BEGIN Exercise input

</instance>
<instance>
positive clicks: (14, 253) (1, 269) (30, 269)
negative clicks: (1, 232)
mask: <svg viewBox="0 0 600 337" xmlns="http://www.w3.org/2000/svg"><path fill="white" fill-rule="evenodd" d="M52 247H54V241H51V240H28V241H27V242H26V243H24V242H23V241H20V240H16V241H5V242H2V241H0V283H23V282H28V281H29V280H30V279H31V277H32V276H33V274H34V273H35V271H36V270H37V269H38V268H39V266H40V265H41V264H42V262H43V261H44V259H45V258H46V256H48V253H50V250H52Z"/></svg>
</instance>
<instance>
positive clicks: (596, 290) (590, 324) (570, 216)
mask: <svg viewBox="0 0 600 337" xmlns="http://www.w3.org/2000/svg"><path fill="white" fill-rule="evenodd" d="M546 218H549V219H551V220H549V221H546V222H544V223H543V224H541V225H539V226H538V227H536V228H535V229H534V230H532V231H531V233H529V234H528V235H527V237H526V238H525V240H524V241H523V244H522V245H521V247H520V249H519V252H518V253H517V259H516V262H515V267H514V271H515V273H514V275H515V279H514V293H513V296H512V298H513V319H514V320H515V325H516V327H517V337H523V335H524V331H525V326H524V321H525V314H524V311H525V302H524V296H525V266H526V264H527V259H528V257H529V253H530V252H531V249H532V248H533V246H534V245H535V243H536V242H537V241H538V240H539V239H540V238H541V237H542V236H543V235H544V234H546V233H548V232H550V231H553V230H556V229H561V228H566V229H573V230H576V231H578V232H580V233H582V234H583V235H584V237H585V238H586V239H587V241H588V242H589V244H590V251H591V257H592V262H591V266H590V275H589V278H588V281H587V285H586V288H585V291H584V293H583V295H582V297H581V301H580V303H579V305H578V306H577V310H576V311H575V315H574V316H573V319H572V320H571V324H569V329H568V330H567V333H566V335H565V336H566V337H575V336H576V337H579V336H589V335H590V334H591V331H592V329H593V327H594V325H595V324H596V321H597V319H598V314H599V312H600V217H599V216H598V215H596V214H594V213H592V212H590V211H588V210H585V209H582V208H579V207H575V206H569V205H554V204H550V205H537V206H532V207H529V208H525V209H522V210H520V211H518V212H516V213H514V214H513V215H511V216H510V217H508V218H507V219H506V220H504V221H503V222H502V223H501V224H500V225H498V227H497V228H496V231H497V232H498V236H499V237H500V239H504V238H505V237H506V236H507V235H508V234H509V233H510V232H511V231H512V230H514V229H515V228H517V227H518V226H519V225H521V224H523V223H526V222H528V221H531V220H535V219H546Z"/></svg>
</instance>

END Exercise input

Copy each line of the data that contains the word "clicks", leaving the other lines out.

• Solution for this task
positive clicks: (14, 253) (1, 269) (30, 269)
negative clicks: (1, 232)
positive clicks: (596, 290) (590, 324) (570, 216)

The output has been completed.